→ TASK ITEM: All lines from the one with "of the river" through the final line below are to be reproduced exactly; omit the others.

→ STORED DATA:
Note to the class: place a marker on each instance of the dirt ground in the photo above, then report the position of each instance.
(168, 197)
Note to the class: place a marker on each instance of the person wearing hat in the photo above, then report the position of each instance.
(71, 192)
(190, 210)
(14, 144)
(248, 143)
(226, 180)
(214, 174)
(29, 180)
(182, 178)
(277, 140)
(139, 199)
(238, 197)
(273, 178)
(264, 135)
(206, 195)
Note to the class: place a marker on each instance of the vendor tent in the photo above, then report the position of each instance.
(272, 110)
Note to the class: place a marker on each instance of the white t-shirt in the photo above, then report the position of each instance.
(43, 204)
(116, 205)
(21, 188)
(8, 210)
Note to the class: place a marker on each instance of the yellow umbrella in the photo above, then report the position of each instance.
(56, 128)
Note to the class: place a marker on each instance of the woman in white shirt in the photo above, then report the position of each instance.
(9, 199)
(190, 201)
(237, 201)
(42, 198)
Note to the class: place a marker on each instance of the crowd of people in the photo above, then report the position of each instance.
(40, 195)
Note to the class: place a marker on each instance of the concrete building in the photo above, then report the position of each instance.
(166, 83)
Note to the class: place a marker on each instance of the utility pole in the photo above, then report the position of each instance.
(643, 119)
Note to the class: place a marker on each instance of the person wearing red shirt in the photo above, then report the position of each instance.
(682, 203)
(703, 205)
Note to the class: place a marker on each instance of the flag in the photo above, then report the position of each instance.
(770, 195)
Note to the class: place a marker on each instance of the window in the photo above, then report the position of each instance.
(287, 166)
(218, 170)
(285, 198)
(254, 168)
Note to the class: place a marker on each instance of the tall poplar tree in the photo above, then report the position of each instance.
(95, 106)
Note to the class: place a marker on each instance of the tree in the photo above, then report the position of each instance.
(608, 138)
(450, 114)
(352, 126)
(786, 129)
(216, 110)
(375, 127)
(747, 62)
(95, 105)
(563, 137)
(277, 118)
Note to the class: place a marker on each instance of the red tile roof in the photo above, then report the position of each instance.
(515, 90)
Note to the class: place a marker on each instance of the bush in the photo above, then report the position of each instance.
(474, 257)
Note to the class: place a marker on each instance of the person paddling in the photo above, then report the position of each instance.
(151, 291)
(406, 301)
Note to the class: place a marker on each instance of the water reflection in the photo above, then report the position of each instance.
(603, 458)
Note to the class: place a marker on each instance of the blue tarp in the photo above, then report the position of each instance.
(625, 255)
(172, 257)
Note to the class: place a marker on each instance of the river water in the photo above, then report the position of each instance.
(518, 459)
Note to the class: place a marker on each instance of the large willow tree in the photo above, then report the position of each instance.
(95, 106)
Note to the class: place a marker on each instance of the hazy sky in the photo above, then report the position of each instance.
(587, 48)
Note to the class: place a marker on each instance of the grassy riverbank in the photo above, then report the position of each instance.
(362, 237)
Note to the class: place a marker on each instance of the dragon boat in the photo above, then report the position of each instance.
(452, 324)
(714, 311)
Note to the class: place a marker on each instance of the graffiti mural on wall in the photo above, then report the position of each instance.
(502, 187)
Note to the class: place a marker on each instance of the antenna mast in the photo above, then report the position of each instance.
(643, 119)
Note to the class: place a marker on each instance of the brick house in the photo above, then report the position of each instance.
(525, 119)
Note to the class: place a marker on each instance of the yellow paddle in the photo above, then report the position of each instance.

→ ANSWER TO THE PROBLEM:
Note to the class: place a marker on each instance of the river water in the photo above, then report the position of each instance.
(518, 459)
Note to the class: place a marker on each instance of the large willow tree in the photo above, then report the position of each instance.
(95, 106)
Note to the class: place a marker on each instance of the hazy sky in the photo above, then report the position of each instance.
(587, 48)
Note to the class: place a marker on each instance of the grassy riverbank in the photo above, then report the position of each instance.
(362, 237)
Note to the class: place a marker on each instance of the dragon boat in the photo above, then report the position of each instance.
(452, 324)
(714, 311)
Note to the class: place a marker on each instance of the graffiti mural on wall in the photo above, then report the position of each instance.
(502, 187)
Note to the class: place a marker on each instance of the antenna mast in the photo above, then report the position of each instance.
(643, 119)
Note to the class: place a marker on each instance of the brick house in the photo above, then report the position of each instance.
(525, 119)
Note to the class: place a marker on each instance of the yellow paddle in the photo above, then report the position of each instance.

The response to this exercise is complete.